→ **SOURCE TEXT**
···

Re: Question about raid robustness when disk fails

Goswin von Brederlow <goswin-v-b@xxxxxx> · Wed, 27 Jan 2010 11:25:53 +0100

Asdo <asdo@xxxxxxxxxxxxx> writes:

> Goswin von Brederlow wrote:
>> Michael Evans <mjevans1983@xxxxxxxxx> writes:
>>
>>> Why doesn't the kernel issue a pessimistic alternate 'read' path (on
>>> the other drives needed to obtain the data) if the ideal method is
>>> late.  It would be more useful for time-sensitive/worst case buffering
>>> to be able to customize when to 'give up' dynamically.
>>>
>>
>> That is a verry good question. I look forward to seeing patches for this
>> from you. :) I think it isn't done because nobody has bothered to write
>> the code yet but maybe I'm wrong and it would make the code too
>> complicated.
>>
>
> This is probably more complicated than allowing a timeout to be set at
> the MD layer or block-device layer, isn't it?

There is a timeout at various levels already but for example the scsi
specs alow for quite some time till you give up, as in a minute. You
would certainly want something much much smaller here.

···

→ **DATA LINES**
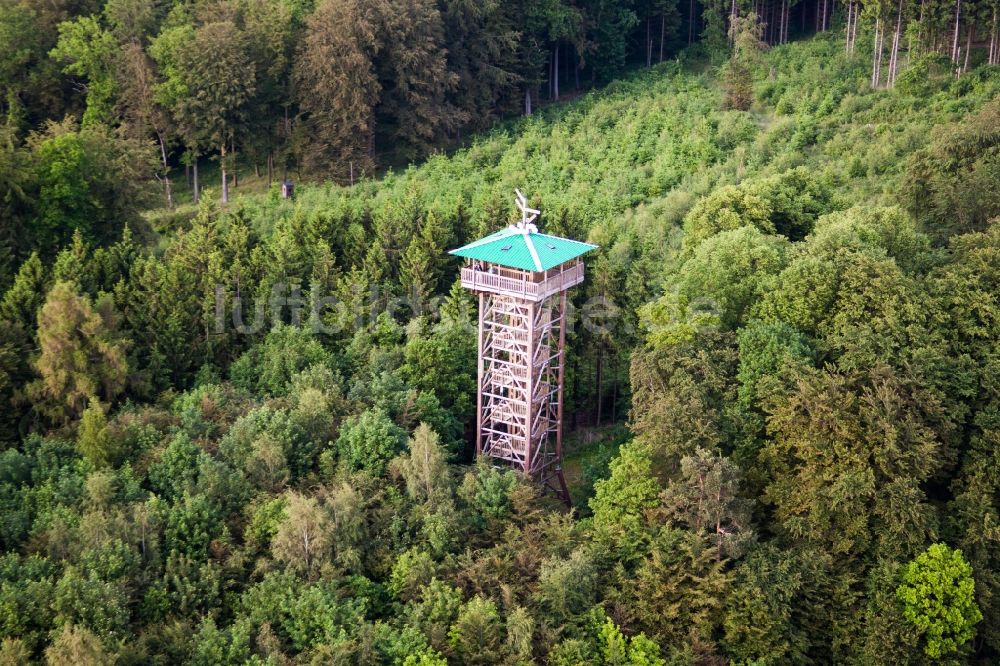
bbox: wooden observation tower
[451,190,596,504]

···

→ **WHAT TO WORK ON**
• A. Name every person shown writing a message in the RAID thread.
• B. In the RAID thread, how long do the SCSI specs allow before giving up?
• C. Carry on the RAID thread past its final sentence.
The data are a separate set of material from the RAID thread.

→ **RESULTS BY TASK**
• A. Goswin von Brederlow, Asdo, Michael Evans

• B. As much as a minute.

• C.
So from the top of my head here is what I imagine you need: You would
need to set a timeout for reading a block. Then once the timeout is
reached you need to read the rest of the stripe if not available
already. Do you ready every block in a stripe or just enough to get the
data? You might not need all blocks, e.g. a 3 way raid1 or a raid6
doesn't need all blocks. But then you have another timeout situation
there.

So lets say we read all blocks for simplicity sake. Then you might have
scheduled more reads than you need and when enough reads were
successfull you should not wait for the rest but return the data
imediatly. Late arrivals from extra reads (or the original) you then
have to also handle. Or do you cancel them? Also the original read might
succeed before the extra reads return.

It might also be wise to notice when additional reads are slower than
the original and if that happens often then increase the initial timeout
slightly. But a warning for the admin would do to so he can adjust the
timeout himself.

I don't think setting the timeout for the initial read will be
complicated but handling the alternatives will be not trivial. If yo
implement it you probably find more problems along the way.

> Which would be just as good I think.
>
> Is it possible to cancel a SATA/SCSI command that is being executed by
> the drive?
> (it's probably feasible only with NCQ disabled anyway, but it's easy
> to disable NCQ)

Do you want to do that? I would rather have the drive keep trying and
return an error if it can't read so the raid layer rewrites the blocks
causing it to be remapped. I do not want to wait for that but I want it
to happen.

> It's a pity we have to rely on TLER, this narrows the choice of drives
> a lot...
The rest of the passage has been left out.